## Task to carry out
A faithful, complete transcription of the listing is required.

## Materials provided

▬▬▬▬▬▬

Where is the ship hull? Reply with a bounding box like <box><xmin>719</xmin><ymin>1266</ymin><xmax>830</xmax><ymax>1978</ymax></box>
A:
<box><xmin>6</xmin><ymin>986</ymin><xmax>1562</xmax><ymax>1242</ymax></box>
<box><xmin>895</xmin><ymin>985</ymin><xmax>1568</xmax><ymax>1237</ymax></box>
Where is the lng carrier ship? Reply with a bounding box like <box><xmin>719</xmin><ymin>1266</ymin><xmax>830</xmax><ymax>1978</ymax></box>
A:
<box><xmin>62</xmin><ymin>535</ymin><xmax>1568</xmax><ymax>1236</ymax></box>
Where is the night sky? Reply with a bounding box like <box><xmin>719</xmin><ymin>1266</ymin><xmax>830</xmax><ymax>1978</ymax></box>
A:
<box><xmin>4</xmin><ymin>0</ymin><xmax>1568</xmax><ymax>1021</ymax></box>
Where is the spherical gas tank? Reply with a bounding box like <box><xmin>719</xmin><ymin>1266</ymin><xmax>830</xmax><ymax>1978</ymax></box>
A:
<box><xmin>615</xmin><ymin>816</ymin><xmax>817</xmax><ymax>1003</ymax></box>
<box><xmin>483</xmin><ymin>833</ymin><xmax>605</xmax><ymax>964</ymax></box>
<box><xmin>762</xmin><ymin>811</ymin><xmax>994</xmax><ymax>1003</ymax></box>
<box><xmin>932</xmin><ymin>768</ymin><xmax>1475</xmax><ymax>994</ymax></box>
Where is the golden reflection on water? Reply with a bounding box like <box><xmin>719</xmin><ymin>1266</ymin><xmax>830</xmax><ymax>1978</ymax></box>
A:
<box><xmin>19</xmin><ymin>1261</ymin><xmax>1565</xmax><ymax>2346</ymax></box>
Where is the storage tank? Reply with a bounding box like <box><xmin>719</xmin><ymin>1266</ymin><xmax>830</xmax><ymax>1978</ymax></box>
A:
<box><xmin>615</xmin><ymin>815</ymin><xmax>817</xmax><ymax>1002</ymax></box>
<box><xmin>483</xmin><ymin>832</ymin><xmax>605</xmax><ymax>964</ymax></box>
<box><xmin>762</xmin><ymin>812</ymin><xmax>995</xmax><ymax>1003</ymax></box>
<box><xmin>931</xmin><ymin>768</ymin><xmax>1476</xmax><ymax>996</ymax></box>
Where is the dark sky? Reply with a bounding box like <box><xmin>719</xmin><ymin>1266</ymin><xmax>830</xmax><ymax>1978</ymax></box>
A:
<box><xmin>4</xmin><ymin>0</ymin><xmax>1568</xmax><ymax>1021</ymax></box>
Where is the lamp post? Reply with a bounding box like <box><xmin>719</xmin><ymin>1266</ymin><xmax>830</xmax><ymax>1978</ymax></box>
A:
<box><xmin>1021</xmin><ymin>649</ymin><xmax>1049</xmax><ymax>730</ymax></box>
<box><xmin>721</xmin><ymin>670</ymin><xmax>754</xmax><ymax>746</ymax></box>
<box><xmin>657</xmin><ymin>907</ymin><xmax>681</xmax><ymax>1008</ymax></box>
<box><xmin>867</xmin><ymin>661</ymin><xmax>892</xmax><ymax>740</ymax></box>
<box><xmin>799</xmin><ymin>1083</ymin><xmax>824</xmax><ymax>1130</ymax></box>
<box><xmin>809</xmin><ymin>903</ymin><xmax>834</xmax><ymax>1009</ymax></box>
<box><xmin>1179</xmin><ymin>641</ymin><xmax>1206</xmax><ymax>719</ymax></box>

▬▬▬▬▬▬

## The completed task
Where is the ship hull? Reply with a bounding box like <box><xmin>719</xmin><ymin>1266</ymin><xmax>830</xmax><ymax>1978</ymax></box>
A:
<box><xmin>6</xmin><ymin>986</ymin><xmax>1562</xmax><ymax>1242</ymax></box>
<box><xmin>895</xmin><ymin>985</ymin><xmax>1568</xmax><ymax>1237</ymax></box>
Where is the lng carrier ship? Reply with a bounding box like <box><xmin>719</xmin><ymin>1266</ymin><xmax>830</xmax><ymax>1978</ymax></box>
A:
<box><xmin>62</xmin><ymin>535</ymin><xmax>1568</xmax><ymax>1236</ymax></box>
Where is the night sky? Reply with a bounding box like <box><xmin>719</xmin><ymin>1266</ymin><xmax>830</xmax><ymax>1978</ymax></box>
A:
<box><xmin>4</xmin><ymin>0</ymin><xmax>1568</xmax><ymax>1021</ymax></box>
Where is the spherical gas tank? Reply with a bounding box like <box><xmin>719</xmin><ymin>1266</ymin><xmax>830</xmax><ymax>1978</ymax></box>
A:
<box><xmin>615</xmin><ymin>816</ymin><xmax>817</xmax><ymax>1003</ymax></box>
<box><xmin>483</xmin><ymin>833</ymin><xmax>605</xmax><ymax>964</ymax></box>
<box><xmin>762</xmin><ymin>811</ymin><xmax>994</xmax><ymax>1003</ymax></box>
<box><xmin>932</xmin><ymin>768</ymin><xmax>1475</xmax><ymax>994</ymax></box>
Where is the golden reflection on water? Reply with a bounding box like <box><xmin>719</xmin><ymin>1266</ymin><xmax>830</xmax><ymax>1978</ymax></box>
A:
<box><xmin>19</xmin><ymin>1261</ymin><xmax>1565</xmax><ymax>2346</ymax></box>
Where is the storage tank? Reply with a bounding box like <box><xmin>719</xmin><ymin>1266</ymin><xmax>830</xmax><ymax>1978</ymax></box>
A:
<box><xmin>615</xmin><ymin>815</ymin><xmax>817</xmax><ymax>1002</ymax></box>
<box><xmin>483</xmin><ymin>832</ymin><xmax>605</xmax><ymax>964</ymax></box>
<box><xmin>762</xmin><ymin>812</ymin><xmax>995</xmax><ymax>1003</ymax></box>
<box><xmin>931</xmin><ymin>768</ymin><xmax>1476</xmax><ymax>996</ymax></box>
Where is the dark sky? Reply with a bounding box like <box><xmin>719</xmin><ymin>1266</ymin><xmax>830</xmax><ymax>1978</ymax></box>
A:
<box><xmin>4</xmin><ymin>0</ymin><xmax>1568</xmax><ymax>1021</ymax></box>
Where is the lamp post? Reply with a bounding box like <box><xmin>719</xmin><ymin>1266</ymin><xmax>830</xmax><ymax>1978</ymax></box>
A:
<box><xmin>1021</xmin><ymin>649</ymin><xmax>1049</xmax><ymax>730</ymax></box>
<box><xmin>721</xmin><ymin>670</ymin><xmax>754</xmax><ymax>746</ymax></box>
<box><xmin>657</xmin><ymin>907</ymin><xmax>681</xmax><ymax>1008</ymax></box>
<box><xmin>867</xmin><ymin>661</ymin><xmax>892</xmax><ymax>740</ymax></box>
<box><xmin>799</xmin><ymin>1083</ymin><xmax>824</xmax><ymax>1130</ymax></box>
<box><xmin>809</xmin><ymin>903</ymin><xmax>834</xmax><ymax>1009</ymax></box>
<box><xmin>1179</xmin><ymin>641</ymin><xmax>1206</xmax><ymax>719</ymax></box>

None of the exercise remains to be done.